* Data to use
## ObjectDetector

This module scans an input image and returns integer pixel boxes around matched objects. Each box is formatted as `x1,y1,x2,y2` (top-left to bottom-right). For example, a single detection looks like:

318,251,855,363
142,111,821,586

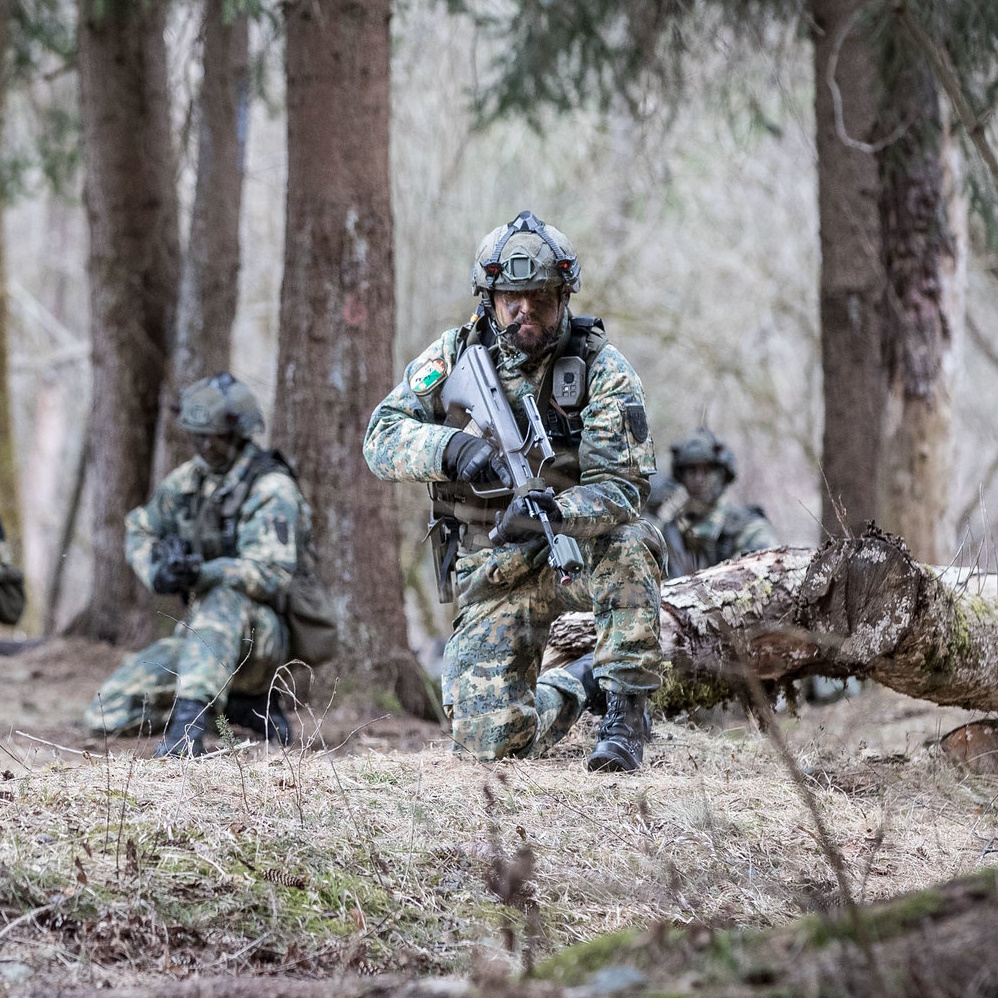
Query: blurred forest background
4,0,998,680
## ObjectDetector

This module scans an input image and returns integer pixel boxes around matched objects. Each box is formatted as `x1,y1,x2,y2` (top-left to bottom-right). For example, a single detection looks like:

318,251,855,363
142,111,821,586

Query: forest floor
0,640,998,998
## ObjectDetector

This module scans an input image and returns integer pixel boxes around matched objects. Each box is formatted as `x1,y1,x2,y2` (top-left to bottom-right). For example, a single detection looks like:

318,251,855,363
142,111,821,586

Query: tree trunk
0,0,21,572
70,0,178,642
161,0,249,470
274,0,425,713
811,0,886,537
548,529,998,713
877,62,964,564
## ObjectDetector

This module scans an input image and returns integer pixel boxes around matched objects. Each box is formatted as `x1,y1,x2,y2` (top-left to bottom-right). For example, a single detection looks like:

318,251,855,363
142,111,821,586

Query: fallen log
545,527,998,713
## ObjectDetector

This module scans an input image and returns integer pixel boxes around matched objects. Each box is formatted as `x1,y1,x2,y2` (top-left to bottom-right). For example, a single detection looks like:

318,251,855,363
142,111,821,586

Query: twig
825,8,914,154
14,729,93,757
890,0,998,184
0,897,69,939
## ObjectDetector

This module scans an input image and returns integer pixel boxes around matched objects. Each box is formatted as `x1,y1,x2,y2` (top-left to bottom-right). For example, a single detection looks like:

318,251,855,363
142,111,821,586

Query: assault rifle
440,343,582,585
153,534,204,598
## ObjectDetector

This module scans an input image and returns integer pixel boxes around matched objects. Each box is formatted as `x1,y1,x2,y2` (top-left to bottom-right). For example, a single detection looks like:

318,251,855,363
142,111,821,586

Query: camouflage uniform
645,475,780,578
86,442,311,732
364,310,663,760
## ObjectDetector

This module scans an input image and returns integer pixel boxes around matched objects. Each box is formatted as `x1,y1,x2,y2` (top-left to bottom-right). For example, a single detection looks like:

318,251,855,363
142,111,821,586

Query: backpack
284,540,337,665
207,450,338,665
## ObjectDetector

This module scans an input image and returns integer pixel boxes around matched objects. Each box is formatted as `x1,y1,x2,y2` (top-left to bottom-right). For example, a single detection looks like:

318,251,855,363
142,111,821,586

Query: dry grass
0,700,998,987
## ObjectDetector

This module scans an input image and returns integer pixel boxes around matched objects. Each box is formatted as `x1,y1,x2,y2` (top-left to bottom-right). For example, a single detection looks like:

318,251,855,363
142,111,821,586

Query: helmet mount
471,211,581,299
174,371,263,440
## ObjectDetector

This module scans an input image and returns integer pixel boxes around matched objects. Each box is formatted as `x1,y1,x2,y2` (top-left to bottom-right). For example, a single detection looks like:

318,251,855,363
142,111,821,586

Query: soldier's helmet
174,371,263,440
672,426,738,485
471,211,582,295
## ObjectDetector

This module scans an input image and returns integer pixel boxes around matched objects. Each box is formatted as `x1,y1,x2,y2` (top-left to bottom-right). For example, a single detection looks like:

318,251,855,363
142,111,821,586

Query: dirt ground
0,639,981,760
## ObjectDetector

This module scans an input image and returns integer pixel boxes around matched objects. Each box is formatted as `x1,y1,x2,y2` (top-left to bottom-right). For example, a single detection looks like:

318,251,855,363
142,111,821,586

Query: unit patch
624,402,648,444
409,357,447,395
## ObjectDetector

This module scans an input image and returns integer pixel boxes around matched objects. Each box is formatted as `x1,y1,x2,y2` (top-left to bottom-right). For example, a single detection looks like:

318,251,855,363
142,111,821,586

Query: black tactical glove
443,430,513,489
495,490,564,544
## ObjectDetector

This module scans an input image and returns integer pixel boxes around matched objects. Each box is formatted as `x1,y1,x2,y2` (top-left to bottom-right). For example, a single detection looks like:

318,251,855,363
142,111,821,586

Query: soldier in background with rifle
644,427,779,579
86,372,311,756
364,211,668,771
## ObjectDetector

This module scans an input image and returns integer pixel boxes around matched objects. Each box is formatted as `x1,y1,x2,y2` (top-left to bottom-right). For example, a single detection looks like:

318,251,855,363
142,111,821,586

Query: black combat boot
589,693,648,773
153,699,208,759
225,690,291,745
565,652,606,717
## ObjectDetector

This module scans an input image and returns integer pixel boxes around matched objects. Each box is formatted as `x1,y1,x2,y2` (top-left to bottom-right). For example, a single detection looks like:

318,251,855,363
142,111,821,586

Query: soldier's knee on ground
451,704,537,762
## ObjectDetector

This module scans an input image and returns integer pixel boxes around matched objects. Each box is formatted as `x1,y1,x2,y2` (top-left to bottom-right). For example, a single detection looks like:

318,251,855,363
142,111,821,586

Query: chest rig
177,451,295,561
427,315,607,603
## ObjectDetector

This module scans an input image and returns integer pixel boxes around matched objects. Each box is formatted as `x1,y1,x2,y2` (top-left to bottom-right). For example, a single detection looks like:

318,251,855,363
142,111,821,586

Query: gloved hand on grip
443,430,513,489
495,489,564,544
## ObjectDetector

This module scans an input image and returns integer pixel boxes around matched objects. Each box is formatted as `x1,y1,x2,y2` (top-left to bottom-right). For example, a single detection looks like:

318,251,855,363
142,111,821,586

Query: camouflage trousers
443,521,666,761
85,586,289,734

* What to produce
Swap every occurrence of "module" in the data above for "component" and write out all of the data again with nothing else changed. Leave the pictures out.

* Response to the exercise
## ObjectDetector

This component scans an input image and returns integer pixel boxes around matched objects. Each box is formatted as `x1,y1,x2,y2` (top-left to bottom-right). For example, a single detection looks like:

318,251,855,363
142,111,821,586

Query: blurred forest background
4,0,998,680
## ObjectDetector

This component scans an input image and returns integer pixel boxes around matched objects. Each box is formatted as `x1,y1,x2,y2` (top-left to bottom-right). For example, a single detection looks like:

318,251,855,363
142,111,821,586

Query: forest floor
0,640,998,998
## ObjectDetector

This component scans an input image and returns integer pixel boxes around matched objects. Each box is formatted as `x1,y1,x2,y2` (top-left to bottom-right). For example, a single detection looks like:

318,251,855,363
142,111,821,586

Query: tree trunk
0,0,21,572
70,0,178,642
161,0,249,470
274,0,425,713
811,0,886,537
548,529,998,713
877,62,964,564
## ObjectDetector

This component scans an input image and returns integer pixel boxes around matched objects. Each box is formatted as `x1,y1,x2,y2` (top-left to bottom-right). For example, a single detection looks like:

318,251,855,363
142,111,821,586

Query: fallen log
545,527,998,713
## ObjectDetector

This component scans an input image and returns integer pixel boxes around matched objects. Each box is formatted as `x1,y1,x2,y2` (top-left to bottom-right). For example, a single detection looks like:

318,251,855,363
142,111,821,586

Query: twig
825,8,914,154
14,729,93,757
890,0,998,184
0,897,69,939
## ObjectDetector

This component scans an input image and returns integer pixel boxes around matched objects. Each box is formatted as `x1,y1,x2,y2` (top-left to bottom-right). For example, a single detection looks like:

318,251,855,363
142,111,821,586

Query: assault rifle
440,343,582,585
153,534,204,598
## ObjectDetector

This component scans an input image and returns integer pixel boxes around matched objects. Each box is formatted as `x1,y1,x2,y2` (top-left to bottom-right). For example, a single detection looks like:

318,251,855,363
142,111,821,586

Query: camouflage uniform
645,475,780,578
86,442,311,732
364,310,663,760
## ObjectDetector

This component scans an input image and returns integer pixel boxes around matched objects. Each box is formatted as `x1,y1,x2,y2` (top-left to bottom-right). For example, a single detection looks like:

318,251,855,363
142,111,821,586

Query: backpack
284,540,337,665
207,450,338,665
## ObjectDetector

This component scans an input image and returns integer pixel boxes around matched objects. Each box is formatted as `x1,y1,x2,y2` (top-left to bottom-right). For example, a single detection looks like:

318,251,855,363
142,111,821,586

Query: dry grass
0,700,998,987
## ObjectDetector

This component scans an input image and returns integer pixel boxes around matched objects. Each box is formatted as `x1,y1,x2,y2` (top-left to bottom-right). For example, a single detection looks like:

318,251,855,363
142,111,821,586

Query: helmet mount
471,211,581,299
174,371,263,440
## ObjectDetector

This component scans an input image and returns integer pixel boxes around matched objects. Each box is formatted as `x1,y1,x2,y2` (top-left to bottom-right). For example, a single detection looks like:

318,251,855,363
142,111,821,586

Query: soldier's helmet
174,371,263,440
672,426,738,485
471,211,582,295
## ObjectDetector

This component scans an input image and returns integer pixel boxes around matched objects. Each box is formatted as `x1,y1,x2,y2` (top-left to bottom-right). For example, a single detection looks like:

318,251,855,363
142,111,821,586

Query: dirt ground
0,639,981,760
## ObjectDetector

This component scans an input image and returns integer pixel boxes around matched objects. Each box is formatted as `x1,y1,x2,y2` (top-left to bottom-right). For example, a single detection looks like:

318,251,855,363
142,111,821,586

Query: unit patch
624,402,648,444
409,357,447,395
## ObjectDetector

This component scans an input image and returns integer pixel boxes around matched objects. Each box is formatted as `x1,y1,x2,y2` (top-left to bottom-right). For example, a single detection looks like:

318,251,855,363
142,111,821,586

Query: black tactical glove
443,430,513,489
495,490,564,544
## ObjectDetector

This component scans an input image and returns integer pixel boxes around matched objects. Each box is formatted as `x1,y1,x2,y2` (top-left to bottom-right). For example, a single detection looks like:

318,251,855,363
142,111,821,586

Query: soldier in background with rifle
644,427,779,579
86,372,311,756
364,211,668,771
## ObjectDetector

This component scans an input image and returns integer pixel boxes around matched objects. Each box is formatted as `x1,y1,x2,y2` (top-left to bottom-right). For example, a single detection looks like:

318,251,855,363
142,111,821,586

Query: black combat boot
589,693,648,773
153,699,208,759
225,690,291,745
565,652,606,717
## ObjectDetector

This component scans an input image and returns integer pixel boxes around matched objects. Each box is formatted as `x1,y1,x2,y2` (top-left to bottom-right). For example, a single detection looks like:

318,251,855,363
142,111,821,586

Query: soldier's knee on ground
451,704,537,762
## ObjectDetector

This component scans an input image and returns integer pixel boxes around matched objects. Each box is formatted as `x1,y1,x2,y2` (top-left to bottom-right). For example, a single detection looks like:

318,251,855,363
142,111,821,586

Query: chest rig
177,451,295,561
427,315,607,603
## ObjectDetector

This component scans an input image and returns integer pixel boxes around matched objects. Each box is formatted as `x1,y1,x2,y2` (top-left to bottom-right). For example, a single detection looks like:

318,251,855,363
142,111,821,586

Query: gloved hand on grip
443,430,513,489
495,489,564,544
## ObjectDetector

This component scans an input image and returns integer pixel boxes around matched objects. Each box is formatted as `x1,y1,x2,y2` (top-left to bottom-right). For example, a single detection looks like:

318,251,855,363
142,111,821,586

Query: camouflage trousers
443,521,666,761
85,586,289,734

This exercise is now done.